## TASK TO COMPLETE:
Copy out the listing below line for line, with no changes, and omit the pictures.

## DATASET CONTENT:
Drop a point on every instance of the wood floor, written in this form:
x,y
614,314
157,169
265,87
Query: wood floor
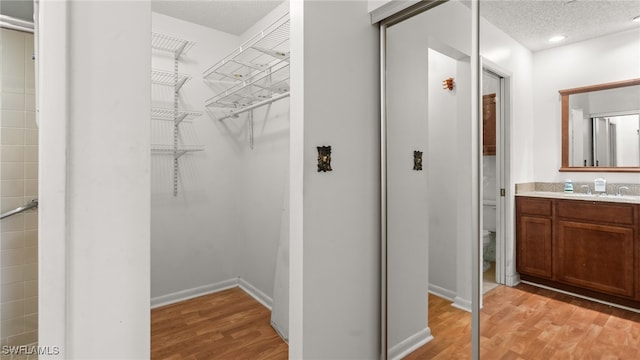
x,y
526,322
226,325
520,323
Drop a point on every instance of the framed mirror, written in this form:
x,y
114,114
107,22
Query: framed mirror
x,y
601,127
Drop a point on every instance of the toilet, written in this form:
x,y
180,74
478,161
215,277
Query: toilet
x,y
488,233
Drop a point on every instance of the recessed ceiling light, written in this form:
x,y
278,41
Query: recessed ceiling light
x,y
557,38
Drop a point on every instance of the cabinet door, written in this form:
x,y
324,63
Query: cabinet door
x,y
533,246
489,124
595,257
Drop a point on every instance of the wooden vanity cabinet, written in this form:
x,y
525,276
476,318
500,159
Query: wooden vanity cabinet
x,y
586,247
594,248
534,229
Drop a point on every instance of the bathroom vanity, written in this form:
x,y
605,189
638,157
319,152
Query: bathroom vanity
x,y
585,244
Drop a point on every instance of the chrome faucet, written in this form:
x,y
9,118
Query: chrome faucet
x,y
620,190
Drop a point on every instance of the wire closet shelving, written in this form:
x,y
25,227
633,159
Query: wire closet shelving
x,y
253,75
176,47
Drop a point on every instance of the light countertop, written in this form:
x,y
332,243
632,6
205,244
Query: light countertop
x,y
629,199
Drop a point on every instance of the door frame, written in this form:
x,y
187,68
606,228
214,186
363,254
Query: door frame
x,y
505,244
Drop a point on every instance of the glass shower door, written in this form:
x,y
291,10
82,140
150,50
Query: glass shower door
x,y
18,190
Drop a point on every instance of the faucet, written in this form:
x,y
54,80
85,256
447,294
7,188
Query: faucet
x,y
620,190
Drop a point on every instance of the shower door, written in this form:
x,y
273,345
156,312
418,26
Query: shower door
x,y
18,193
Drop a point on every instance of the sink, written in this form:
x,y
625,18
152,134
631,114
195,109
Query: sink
x,y
580,195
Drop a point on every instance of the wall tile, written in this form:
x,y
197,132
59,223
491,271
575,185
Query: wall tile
x,y
12,187
11,153
31,238
31,220
12,118
12,327
31,288
31,153
31,322
31,137
9,203
14,223
30,120
12,101
12,136
12,310
31,305
12,240
31,188
12,292
30,102
12,171
30,171
31,255
12,257
12,275
30,272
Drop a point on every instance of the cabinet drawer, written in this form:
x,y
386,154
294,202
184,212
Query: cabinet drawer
x,y
599,212
534,206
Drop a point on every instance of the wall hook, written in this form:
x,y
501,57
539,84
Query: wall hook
x,y
324,158
448,84
417,160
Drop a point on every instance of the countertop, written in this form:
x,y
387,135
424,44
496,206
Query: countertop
x,y
629,199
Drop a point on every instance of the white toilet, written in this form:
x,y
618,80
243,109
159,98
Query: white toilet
x,y
488,233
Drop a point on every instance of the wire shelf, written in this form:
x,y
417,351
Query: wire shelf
x,y
172,44
255,55
172,115
169,78
262,86
176,151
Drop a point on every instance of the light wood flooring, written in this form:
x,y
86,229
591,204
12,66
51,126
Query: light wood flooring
x,y
523,322
226,325
530,323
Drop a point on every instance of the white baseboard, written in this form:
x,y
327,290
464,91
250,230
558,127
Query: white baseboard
x,y
512,280
187,294
442,292
462,304
261,297
410,344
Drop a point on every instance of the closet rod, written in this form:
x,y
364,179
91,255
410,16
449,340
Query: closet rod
x,y
256,105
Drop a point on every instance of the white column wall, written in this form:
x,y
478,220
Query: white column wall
x,y
339,237
107,201
605,59
195,236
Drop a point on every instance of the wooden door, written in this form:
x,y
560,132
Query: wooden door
x,y
489,124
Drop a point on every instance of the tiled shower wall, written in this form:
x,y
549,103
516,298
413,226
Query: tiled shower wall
x,y
19,185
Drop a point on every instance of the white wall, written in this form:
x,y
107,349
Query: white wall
x,y
605,59
195,235
408,220
442,166
225,221
335,234
102,237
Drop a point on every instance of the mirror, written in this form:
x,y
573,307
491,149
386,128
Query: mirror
x,y
601,127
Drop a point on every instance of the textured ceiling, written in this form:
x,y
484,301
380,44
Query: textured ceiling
x,y
533,22
19,9
230,16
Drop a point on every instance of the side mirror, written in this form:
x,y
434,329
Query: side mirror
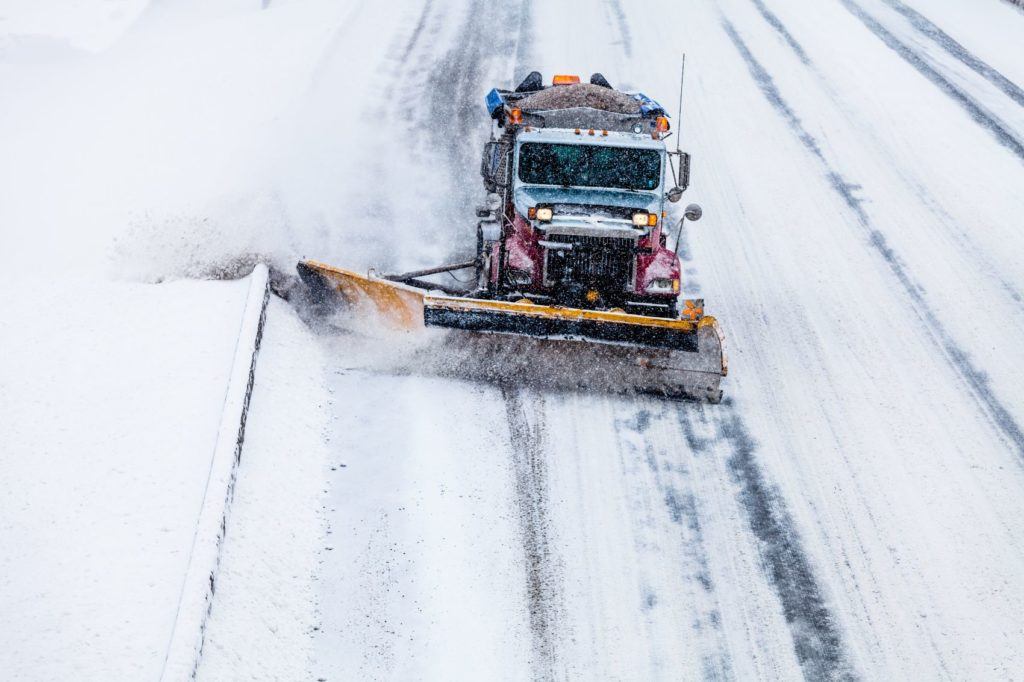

## COMPLETED EXERCISE:
Drop a point on every instance of the wood floor, written in this form:
x,y
614,314
157,169
265,87
Query: wood floor
x,y
526,322
226,325
520,323
Drop a point on every instance of the framed mirror, written in this form:
x,y
114,114
107,22
Query: framed mirror
x,y
601,127
Drop a point on every instance of the toilet, written in this form:
x,y
180,74
478,161
215,277
Query: toilet
x,y
488,233
Drop a point on every instance of the recessed ceiling light, written in this form:
x,y
278,41
Query: recessed ceiling light
x,y
557,38
Drop a point on every instance of the cabinet door, written in this form:
x,y
324,63
Query: cabinet door
x,y
533,246
489,124
595,257
Drop a point on every instance of the wooden vanity cabinet, written in this form:
x,y
525,276
476,318
500,159
Query: wooden vanity cabinet
x,y
586,247
594,248
534,229
Drop a point on every instance of the bathroom vanity, written in this form:
x,y
605,189
638,157
319,152
Query: bathroom vanity
x,y
585,244
Drop a point on every instance of the chrome faucet, written in this form:
x,y
9,118
Query: chrome faucet
x,y
620,190
Drop a point on every instance of the wire closet shelving, written in this form:
x,y
25,227
633,159
Query: wire closet shelving
x,y
253,75
176,47
Drop a point on every instance of the light countertop, written in this form:
x,y
332,243
632,6
205,244
Query: light countertop
x,y
629,199
Drop a point on every instance of the door frame, written in this form:
x,y
187,68
606,228
214,186
363,254
Query: door frame
x,y
505,244
Drop a point on every instance of the glass shower door, written in this form:
x,y
291,10
82,140
150,50
Query: glass shower door
x,y
18,190
Drop a point on every instance of the faucet, written in this form:
x,y
54,80
85,256
447,294
7,188
Query: faucet
x,y
620,190
Drop a point on every instance of the shower door, written in this form:
x,y
273,345
156,312
418,26
Query: shower door
x,y
18,193
Drop a point on every instance of the sink, written in this form:
x,y
625,18
152,134
631,114
195,109
Query: sink
x,y
580,195
Drop a point on every instance of the wall tile, written in this form:
x,y
197,132
59,223
491,271
575,185
Query: wall tile
x,y
12,187
11,153
31,238
31,220
12,118
12,327
31,288
31,153
31,322
31,137
9,203
14,223
30,120
12,101
12,136
12,310
31,305
12,240
31,188
12,292
30,102
12,171
30,171
31,255
12,257
12,275
30,272
Drop a point on every instance of the cabinet drawer, written in this form:
x,y
386,154
294,202
184,212
Query: cabinet drawer
x,y
599,212
534,206
Drop a point on every instance of the wall hook, written in this form:
x,y
501,57
539,84
Query: wall hook
x,y
324,158
448,84
417,160
Drop a point on every instance of the countertop, written in this form:
x,y
387,135
424,44
496,206
Query: countertop
x,y
629,199
Drop a point on every instance of the white toilet, written in this form:
x,y
618,80
243,109
159,98
Query: white toilet
x,y
488,233
Drop a point on every instance of the wire shelf, written in this form:
x,y
417,351
Query: wire shelf
x,y
172,44
255,55
172,115
169,78
262,86
176,151
Drop a point on every instance of the light wood flooring, written in this form:
x,y
86,229
591,204
12,66
51,126
Query: light wood flooring
x,y
523,322
226,325
530,323
Drop a point on every instance of the white baseboard, written in this form:
x,y
327,290
464,91
250,230
558,127
Query: white baseboard
x,y
512,280
187,294
442,292
462,304
261,297
410,344
Drop a point on every instance of the closet rod, written in this form:
x,y
364,179
91,255
410,16
449,340
Query: closet rod
x,y
256,105
Drop a point on every instance of the white column wall, written in this form:
x,y
478,220
Query: white column wall
x,y
339,237
107,201
605,59
195,236
Drop a point on every instance of the wooden door, written in this form:
x,y
560,132
Query: wooden door
x,y
489,124
Drop a point on every instance of the tiled shower wall, written in this form:
x,y
549,103
516,298
413,226
Query: tiled shower wall
x,y
19,185
Drop a point on every instance of the white wall, written in this form:
x,y
107,349
Query: white wall
x,y
605,59
195,235
408,220
442,166
225,221
335,234
102,237
Drop a point on every instance of the mirror, written in this form:
x,y
573,307
491,149
386,128
Query: mirror
x,y
601,127
Drop a point on every instance of the textured ceiling, written in this form:
x,y
484,301
380,44
Query: textured ceiling
x,y
533,22
19,9
230,16
Drop a point on every instance of the side mirror, written in this form:
x,y
434,329
Query: side mirror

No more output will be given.